- _Text_:
+---+

Table 2. Representative physiographic features
Landforms |
(1)
Drainageway
|
---|---|
Flooding duration | Brief (2 to 7 days) |
Flooding frequency | None to frequent |
Ponding frequency | None |
Elevation | 1,899 – 2,679 m |
Slope | 0 – 15% |
Water table depth | 51 cm |
Aspect | Aspect is not a significant factor |
Climatic features
The average annual precipitation ranges from 23 to 51 inches, mostly in the form of snow in the winter (November to April). The average annual air temperature ranges from 39 to 43 degrees Fahrenheit. The frost-free (>32F) season is 20 to 60 days and the freeze-free (>28F) season is 40 to 100 days.
Climate stations: (1) 048762, Tahoe Valley FFA AP, California. Period of record 1968-2008
Table 3. Representative climatic features
Frost-free period (average) | 40 days |
---|---|
Freeze-free period (average) | 70 days |
Precipitation total (average) | 940 mm |
Figure 2. Monthly precipitation range
Figure 3. Monthly average minimum and maximum temperature
Figure 4. Annual precipitation pattern
Figure 5. Annual average temperature pattern
Influencing water features
The area floods during the spring snow melt and the water table remains at 20 to 30 inches from March to May. The water table drops below 60 inches in the summer and fall.

+---+

- _Task instructions_:
1. Answer these questions from the text on physiographic and climatic features:
(a) What flooding duration does Table 2 give?
(b) Which climate station is listed, and what is its period of record?
(c) At what depth does the water table remain from March to May?
2. Set down the part of the text on physiographic and climatic features starting at "Drainageway" and ending at "to 100 days.", copying it without any change.

+---+

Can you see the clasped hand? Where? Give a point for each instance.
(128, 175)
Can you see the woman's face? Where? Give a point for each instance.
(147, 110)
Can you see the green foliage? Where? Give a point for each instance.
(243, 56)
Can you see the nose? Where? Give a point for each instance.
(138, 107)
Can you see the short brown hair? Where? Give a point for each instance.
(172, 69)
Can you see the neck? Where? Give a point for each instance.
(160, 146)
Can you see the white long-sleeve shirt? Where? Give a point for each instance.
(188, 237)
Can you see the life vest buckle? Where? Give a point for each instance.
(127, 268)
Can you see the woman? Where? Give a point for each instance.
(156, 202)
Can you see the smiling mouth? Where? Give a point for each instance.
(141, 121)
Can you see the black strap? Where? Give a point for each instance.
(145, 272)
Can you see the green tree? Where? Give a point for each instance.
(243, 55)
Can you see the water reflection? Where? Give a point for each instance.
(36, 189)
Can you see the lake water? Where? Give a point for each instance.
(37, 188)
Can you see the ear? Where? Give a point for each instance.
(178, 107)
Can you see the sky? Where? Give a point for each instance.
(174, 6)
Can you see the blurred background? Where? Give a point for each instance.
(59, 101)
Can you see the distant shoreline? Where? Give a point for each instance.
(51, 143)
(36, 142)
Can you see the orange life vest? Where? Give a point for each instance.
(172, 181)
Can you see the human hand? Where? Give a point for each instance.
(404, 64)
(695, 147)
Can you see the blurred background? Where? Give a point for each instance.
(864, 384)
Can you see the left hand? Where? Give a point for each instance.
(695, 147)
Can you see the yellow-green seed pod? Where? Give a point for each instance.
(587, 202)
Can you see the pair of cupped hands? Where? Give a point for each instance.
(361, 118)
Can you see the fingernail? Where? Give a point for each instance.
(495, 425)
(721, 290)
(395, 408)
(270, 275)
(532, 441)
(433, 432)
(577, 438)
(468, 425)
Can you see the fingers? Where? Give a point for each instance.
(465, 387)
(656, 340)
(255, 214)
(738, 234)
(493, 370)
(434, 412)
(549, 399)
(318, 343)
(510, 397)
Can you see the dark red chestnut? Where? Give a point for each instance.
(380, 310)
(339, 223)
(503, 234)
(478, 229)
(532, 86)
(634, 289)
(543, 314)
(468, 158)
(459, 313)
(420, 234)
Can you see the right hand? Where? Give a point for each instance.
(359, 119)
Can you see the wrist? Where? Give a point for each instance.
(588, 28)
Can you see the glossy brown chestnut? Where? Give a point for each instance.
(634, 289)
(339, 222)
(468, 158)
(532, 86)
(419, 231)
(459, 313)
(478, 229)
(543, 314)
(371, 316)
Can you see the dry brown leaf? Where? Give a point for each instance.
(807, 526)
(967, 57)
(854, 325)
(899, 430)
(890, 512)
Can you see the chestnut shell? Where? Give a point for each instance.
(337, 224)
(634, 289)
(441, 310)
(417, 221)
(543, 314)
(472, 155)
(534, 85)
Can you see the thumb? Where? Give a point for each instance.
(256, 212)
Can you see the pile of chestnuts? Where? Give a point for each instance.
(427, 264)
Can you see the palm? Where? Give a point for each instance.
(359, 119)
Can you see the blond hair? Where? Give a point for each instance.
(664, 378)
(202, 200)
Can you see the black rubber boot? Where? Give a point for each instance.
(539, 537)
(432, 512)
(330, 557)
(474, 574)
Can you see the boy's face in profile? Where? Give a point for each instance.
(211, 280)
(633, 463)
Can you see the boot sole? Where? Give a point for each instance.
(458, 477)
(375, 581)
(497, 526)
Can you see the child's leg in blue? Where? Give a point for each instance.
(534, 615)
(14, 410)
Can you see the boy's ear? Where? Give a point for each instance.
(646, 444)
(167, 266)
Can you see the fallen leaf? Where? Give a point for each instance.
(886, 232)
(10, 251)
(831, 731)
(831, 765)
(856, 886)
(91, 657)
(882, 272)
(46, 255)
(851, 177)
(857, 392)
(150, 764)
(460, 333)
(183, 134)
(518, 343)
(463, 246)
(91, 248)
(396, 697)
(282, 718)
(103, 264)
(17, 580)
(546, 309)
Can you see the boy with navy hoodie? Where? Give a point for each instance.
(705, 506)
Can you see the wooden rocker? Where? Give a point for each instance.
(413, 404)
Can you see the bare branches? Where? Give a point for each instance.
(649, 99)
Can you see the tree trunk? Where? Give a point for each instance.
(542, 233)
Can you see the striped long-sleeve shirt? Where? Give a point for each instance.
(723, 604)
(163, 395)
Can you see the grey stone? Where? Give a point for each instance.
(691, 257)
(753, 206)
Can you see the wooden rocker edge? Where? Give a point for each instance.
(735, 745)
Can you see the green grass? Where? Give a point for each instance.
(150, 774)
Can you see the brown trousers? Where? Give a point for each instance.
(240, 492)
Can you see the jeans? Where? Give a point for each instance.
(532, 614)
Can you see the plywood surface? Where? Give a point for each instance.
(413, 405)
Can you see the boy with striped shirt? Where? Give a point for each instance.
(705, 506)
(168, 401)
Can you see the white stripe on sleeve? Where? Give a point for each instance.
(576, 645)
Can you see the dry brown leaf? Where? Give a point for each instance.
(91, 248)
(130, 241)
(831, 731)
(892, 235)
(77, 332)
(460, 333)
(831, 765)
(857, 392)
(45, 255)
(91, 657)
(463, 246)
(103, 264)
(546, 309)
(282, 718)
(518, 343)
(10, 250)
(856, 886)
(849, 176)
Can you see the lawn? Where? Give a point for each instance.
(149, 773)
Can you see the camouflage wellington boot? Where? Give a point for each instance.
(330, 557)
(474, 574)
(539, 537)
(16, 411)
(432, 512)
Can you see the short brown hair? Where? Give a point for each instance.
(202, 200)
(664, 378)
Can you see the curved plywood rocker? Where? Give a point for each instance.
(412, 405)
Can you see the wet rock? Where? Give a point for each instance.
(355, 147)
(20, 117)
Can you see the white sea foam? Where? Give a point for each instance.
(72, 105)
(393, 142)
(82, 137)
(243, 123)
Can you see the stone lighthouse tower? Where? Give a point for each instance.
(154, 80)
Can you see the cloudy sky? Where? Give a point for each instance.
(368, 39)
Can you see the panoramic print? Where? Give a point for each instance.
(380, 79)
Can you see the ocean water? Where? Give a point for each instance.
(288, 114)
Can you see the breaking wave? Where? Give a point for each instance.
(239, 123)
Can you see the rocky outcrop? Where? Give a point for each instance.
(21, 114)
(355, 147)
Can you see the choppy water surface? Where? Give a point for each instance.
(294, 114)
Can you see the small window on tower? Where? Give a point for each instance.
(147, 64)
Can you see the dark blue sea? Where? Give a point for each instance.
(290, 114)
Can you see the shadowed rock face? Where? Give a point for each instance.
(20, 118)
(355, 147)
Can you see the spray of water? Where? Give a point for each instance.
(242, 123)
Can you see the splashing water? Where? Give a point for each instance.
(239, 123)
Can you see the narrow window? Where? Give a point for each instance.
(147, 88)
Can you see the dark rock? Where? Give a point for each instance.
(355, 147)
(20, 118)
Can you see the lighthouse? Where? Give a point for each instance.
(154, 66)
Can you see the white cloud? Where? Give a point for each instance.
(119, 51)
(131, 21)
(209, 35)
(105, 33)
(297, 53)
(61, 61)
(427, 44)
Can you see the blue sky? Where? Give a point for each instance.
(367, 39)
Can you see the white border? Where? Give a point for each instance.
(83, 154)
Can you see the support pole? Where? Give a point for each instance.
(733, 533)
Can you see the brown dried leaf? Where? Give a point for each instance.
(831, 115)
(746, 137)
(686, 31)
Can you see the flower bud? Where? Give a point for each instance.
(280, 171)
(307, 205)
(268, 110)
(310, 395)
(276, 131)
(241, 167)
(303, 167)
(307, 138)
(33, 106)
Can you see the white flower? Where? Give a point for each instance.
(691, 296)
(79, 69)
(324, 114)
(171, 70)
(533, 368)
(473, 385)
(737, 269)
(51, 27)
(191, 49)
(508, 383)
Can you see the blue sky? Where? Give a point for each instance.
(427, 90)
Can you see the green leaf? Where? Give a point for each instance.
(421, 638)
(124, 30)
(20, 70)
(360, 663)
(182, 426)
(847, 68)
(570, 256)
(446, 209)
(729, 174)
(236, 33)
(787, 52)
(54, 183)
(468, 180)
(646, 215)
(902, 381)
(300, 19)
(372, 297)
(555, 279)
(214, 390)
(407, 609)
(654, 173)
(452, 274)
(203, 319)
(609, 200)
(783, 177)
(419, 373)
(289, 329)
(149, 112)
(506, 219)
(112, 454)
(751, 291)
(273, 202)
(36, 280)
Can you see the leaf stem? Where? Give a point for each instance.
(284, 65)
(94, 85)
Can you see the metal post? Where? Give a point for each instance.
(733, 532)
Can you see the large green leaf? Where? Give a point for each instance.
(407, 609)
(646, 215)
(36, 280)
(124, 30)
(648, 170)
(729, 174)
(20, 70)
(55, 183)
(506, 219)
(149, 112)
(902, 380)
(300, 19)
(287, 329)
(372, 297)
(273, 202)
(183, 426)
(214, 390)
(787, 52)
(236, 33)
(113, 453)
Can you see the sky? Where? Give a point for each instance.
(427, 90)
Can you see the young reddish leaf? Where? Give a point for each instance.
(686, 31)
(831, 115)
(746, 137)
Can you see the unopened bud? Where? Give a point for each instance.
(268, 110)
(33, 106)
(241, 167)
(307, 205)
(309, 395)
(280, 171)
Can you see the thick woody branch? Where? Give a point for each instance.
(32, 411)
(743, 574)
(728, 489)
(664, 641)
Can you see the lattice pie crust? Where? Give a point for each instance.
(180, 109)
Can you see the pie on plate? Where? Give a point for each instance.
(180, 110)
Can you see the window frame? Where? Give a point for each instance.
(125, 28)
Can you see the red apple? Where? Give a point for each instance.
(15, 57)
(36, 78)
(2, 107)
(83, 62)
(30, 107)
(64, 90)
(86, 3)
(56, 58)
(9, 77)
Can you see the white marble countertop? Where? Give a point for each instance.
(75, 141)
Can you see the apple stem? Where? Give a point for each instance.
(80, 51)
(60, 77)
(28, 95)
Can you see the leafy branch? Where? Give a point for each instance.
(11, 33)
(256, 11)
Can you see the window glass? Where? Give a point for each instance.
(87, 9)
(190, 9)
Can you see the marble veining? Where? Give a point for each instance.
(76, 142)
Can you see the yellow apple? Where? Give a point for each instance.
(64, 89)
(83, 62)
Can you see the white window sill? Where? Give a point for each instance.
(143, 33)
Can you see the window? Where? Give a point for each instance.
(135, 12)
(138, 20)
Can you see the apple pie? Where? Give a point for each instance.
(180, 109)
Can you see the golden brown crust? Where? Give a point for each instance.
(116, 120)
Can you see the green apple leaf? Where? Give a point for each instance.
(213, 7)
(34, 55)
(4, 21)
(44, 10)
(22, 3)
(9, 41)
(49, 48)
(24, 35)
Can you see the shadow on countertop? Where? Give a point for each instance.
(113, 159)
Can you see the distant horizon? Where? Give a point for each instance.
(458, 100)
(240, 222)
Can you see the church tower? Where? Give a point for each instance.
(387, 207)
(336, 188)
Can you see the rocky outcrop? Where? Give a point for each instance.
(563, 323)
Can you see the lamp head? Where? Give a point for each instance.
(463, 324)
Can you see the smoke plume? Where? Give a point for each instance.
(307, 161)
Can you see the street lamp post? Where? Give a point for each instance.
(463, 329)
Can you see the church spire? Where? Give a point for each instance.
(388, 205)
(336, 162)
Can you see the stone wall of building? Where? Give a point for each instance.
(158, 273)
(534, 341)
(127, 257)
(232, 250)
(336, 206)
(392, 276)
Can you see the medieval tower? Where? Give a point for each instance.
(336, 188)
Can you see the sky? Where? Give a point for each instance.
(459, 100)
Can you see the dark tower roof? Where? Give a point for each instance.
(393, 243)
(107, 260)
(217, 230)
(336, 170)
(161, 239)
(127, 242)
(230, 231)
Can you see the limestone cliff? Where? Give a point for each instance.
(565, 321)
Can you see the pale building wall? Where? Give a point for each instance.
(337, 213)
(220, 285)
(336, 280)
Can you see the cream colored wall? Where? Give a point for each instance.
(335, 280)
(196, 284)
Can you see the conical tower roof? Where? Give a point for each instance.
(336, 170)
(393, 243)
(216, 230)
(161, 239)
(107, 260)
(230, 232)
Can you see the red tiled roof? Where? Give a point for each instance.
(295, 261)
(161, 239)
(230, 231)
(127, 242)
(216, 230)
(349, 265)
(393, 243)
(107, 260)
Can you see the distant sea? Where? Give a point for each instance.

+---+

- _Answers to this exercise_:
1.
(a) Brief (2 to 7 days).
(b) Station 048762, Tahoe Valley FFA AP, California, with a period of record of 1968-2008.
(c) 20 to 30 inches.

2.
Drainageway
|
---|---|
Flooding duration | Brief (2 to 7 days) |
Flooding frequency | None to frequent |
Ponding frequency | None |
Elevation | 1,899 – 2,679 m |
Slope | 0 – 15% |
Water table depth | 51 cm |
Aspect | Aspect is not a significant factor |
Climatic features
The average annual precipitation ranges from 23 to 51 inches, mostly in the form of snow in the winter (November to April). The average annual air temperature ranges from 39 to 43 degrees Fahrenheit. The frost-free (>32F) season is 20 to 60 days and the freeze-free (>28F) season is 40 to 100 days.